● **Records shown**:
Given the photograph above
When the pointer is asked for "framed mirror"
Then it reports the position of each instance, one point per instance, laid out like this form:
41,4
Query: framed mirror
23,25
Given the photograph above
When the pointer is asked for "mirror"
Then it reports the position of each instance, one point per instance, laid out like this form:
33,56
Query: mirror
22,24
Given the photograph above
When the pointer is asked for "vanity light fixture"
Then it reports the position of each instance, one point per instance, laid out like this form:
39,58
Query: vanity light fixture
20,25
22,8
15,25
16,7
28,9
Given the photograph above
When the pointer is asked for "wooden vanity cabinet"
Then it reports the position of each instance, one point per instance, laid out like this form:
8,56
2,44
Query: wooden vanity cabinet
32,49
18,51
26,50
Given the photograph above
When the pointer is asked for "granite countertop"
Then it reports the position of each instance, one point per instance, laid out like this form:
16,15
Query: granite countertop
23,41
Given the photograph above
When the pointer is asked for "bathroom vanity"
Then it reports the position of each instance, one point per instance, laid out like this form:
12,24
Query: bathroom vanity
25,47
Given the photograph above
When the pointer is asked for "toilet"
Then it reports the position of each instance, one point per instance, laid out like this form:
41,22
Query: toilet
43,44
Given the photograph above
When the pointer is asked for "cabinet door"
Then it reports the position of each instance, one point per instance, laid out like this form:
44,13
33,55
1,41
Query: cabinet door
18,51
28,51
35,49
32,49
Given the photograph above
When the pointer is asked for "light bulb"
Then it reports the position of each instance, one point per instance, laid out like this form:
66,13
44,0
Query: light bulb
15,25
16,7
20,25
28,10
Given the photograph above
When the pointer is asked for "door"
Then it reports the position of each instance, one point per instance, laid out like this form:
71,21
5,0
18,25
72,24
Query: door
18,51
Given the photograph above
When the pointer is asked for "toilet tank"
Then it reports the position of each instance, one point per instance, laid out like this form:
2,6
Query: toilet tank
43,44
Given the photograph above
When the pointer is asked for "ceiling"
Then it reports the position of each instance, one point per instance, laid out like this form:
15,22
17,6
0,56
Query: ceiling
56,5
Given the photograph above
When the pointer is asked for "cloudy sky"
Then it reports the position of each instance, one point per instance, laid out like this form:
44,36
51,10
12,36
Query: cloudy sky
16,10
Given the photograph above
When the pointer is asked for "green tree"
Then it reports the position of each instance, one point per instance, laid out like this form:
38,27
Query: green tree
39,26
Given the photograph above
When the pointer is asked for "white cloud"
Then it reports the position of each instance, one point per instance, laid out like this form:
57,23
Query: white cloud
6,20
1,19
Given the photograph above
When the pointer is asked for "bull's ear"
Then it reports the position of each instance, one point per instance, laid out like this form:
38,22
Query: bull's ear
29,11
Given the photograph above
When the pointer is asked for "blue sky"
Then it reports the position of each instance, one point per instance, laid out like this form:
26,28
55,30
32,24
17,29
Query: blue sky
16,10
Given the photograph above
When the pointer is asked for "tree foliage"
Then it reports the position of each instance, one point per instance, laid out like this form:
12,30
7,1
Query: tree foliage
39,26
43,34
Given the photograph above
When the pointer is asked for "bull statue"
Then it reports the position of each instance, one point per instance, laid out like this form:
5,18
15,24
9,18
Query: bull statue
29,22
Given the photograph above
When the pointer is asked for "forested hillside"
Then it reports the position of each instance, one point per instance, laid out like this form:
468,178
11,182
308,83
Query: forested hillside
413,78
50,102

● **Task description**: Write the data above out again in full, exactly.

● **Your solution**:
Given the photograph above
When the pointer is asked for "framed mirror"
Then it reports the position of each instance, one point per instance, laid out like this form:
41,4
Query: framed mirror
23,25
Given the photograph above
When the pointer is asked for "mirror"
Then it reports the position of each instance, one point per instance, laid out like this form:
33,56
Query: mirror
22,24
Given the photograph above
When the pointer is asked for "vanity light fixture"
Then it reports the position of each instance, one point per instance, laid out like this form:
39,58
Query: vanity light fixture
20,25
22,8
15,25
16,7
28,9
Given the photograph above
When the pointer is asked for "wooden vanity cabinet"
Then it reports the position of each instance, one point per instance, laid out like this form:
8,56
2,44
Query: wooden vanity cabinet
32,49
18,51
26,50
Given the photograph above
When the pointer is asked for "granite countertop"
Then it reports the position of each instance, one point per instance, laid out like this form:
16,15
Query: granite countertop
23,41
Given the photograph above
When the pointer is asked for "bathroom vanity"
Then it reports the position of each instance, one point per instance, laid out like this form:
12,24
Query: bathroom vanity
25,47
Given the photograph above
When the pointer is asked for "toilet"
Then it reports the position of each instance, one point per instance, laid out like this form:
41,22
Query: toilet
43,44
Given the photograph above
When the pointer is asked for "cabinet door"
Then it reports the position of each instance, one point per instance, laid out like this form:
44,13
33,55
1,41
Query: cabinet door
18,51
28,51
35,49
32,49
Given the photograph above
When the pointer is asked for "light bulb"
Then it reports the position of each instance, one point per instance, laid out like this form:
66,13
44,0
Query: light bulb
15,25
16,7
20,25
28,10
Given the photograph above
When the pointer is asked for "door"
Then it reports the position of each instance, one point per instance, laid out like this form:
71,21
5,0
18,25
72,24
Query: door
18,51
Given the photograph above
When the pointer is asked for "toilet tank"
Then it reports the position of each instance, one point per instance, laid out like this form:
2,6
Query: toilet tank
43,44
Given the photograph above
When the pointer is asked for "ceiling"
Then it reports the position of each instance, one point per instance, laid out like this form:
15,22
17,6
0,56
Query: ceiling
56,5
Given the photograph above
When the pointer is asked for "cloudy sky"
Then it reports the position of each instance, one point per instance, laid out like this form:
44,36
51,10
12,36
Query: cloudy sky
16,10
Given the photograph above
When the pointer is asked for "green tree"
Then it reports the position of each instance, one point per instance, laid out like this form:
38,27
Query: green tree
39,26
Given the photograph above
When the pointer is asked for "white cloud"
Then it reports the position of each instance, one point per instance, laid out like this form:
57,23
Query: white cloud
6,20
1,19
Given the photograph above
When the pointer is asked for "bull's ear"
Then it reports the position of each instance, one point per instance, laid out like this form:
38,22
Query: bull's ear
29,11
Given the photograph above
When the pointer is asked for "blue sky"
Then it reports the position of each instance, one point per instance, laid out like this form:
26,28
55,30
32,24
17,29
Query: blue sky
16,10
Given the photograph above
When the pointer is asked for "tree foliage"
Then it reports the position of each instance, one point per instance, laid out like this form:
12,30
7,1
Query: tree foliage
39,26
43,34
Given the photograph above
When the pointer is asked for "bull statue"
Then it reports the position of each instance, one point per instance, laid out like this form:
5,18
15,24
9,18
Query: bull statue
29,22
Given the photograph above
When the pointer is asked for "forested hillside"
Then it reports the position of each instance, one point per instance, laid out like this form:
468,178
11,182
308,83
Query: forested hillside
413,78
50,102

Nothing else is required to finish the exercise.